• [Task instructions]: Turn the lines of the material below into a Markdown table with the columns Row and Line. Include every line from the line containing "Pass the picture above and point out the tiled" through the end of the material, number the rows, and leave out blank lines.

• [Data supplied]:

* Begin *

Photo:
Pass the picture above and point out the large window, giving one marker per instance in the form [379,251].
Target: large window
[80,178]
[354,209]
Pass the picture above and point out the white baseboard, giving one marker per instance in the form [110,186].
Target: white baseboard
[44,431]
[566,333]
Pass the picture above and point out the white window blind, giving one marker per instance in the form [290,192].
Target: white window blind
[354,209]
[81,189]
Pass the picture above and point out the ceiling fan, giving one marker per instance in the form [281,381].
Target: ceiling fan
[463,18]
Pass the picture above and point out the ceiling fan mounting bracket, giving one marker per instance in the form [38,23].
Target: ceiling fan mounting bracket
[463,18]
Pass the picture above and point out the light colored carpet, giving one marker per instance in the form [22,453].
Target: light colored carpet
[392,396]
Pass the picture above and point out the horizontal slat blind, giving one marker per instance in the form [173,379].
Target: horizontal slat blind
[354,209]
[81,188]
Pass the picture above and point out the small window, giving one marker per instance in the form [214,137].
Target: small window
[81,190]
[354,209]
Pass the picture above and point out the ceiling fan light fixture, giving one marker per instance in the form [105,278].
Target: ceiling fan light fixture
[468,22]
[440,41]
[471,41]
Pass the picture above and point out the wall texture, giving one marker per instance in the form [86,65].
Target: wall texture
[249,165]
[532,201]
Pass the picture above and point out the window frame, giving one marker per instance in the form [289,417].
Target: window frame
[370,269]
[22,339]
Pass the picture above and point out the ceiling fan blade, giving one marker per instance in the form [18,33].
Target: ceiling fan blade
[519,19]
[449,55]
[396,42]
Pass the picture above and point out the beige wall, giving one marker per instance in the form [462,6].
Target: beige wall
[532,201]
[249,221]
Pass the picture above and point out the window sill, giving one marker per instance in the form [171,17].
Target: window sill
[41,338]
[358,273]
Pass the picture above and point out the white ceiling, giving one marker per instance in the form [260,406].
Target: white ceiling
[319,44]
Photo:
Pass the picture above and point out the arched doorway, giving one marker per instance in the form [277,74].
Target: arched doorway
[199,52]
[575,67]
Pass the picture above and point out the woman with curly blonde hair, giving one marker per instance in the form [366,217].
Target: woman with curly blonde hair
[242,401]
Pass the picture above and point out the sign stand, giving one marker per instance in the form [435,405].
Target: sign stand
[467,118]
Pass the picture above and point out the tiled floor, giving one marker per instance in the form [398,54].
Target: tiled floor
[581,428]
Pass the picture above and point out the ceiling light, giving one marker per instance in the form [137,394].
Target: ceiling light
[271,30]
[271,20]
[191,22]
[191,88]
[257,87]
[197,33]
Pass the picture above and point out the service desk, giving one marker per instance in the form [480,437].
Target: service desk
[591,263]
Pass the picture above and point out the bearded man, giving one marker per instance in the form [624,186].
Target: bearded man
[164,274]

* End *

• [Exercise output]:
| Row | Line |
|---|---|
| 1 | Pass the picture above and point out the tiled floor, giving one marker per instance in the form [398,54]. |
| 2 | Target: tiled floor |
| 3 | [581,428] |
| 4 | Pass the picture above and point out the ceiling light, giving one marker per instance in the form [137,394]. |
| 5 | Target: ceiling light |
| 6 | [271,30] |
| 7 | [271,20] |
| 8 | [191,22] |
| 9 | [191,88] |
| 10 | [257,87] |
| 11 | [197,33] |
| 12 | Pass the picture above and point out the service desk, giving one marker per instance in the form [480,437]. |
| 13 | Target: service desk |
| 14 | [591,263] |
| 15 | Pass the picture above and point out the bearded man, giving one marker per instance in the form [624,186]. |
| 16 | Target: bearded man |
| 17 | [164,274] |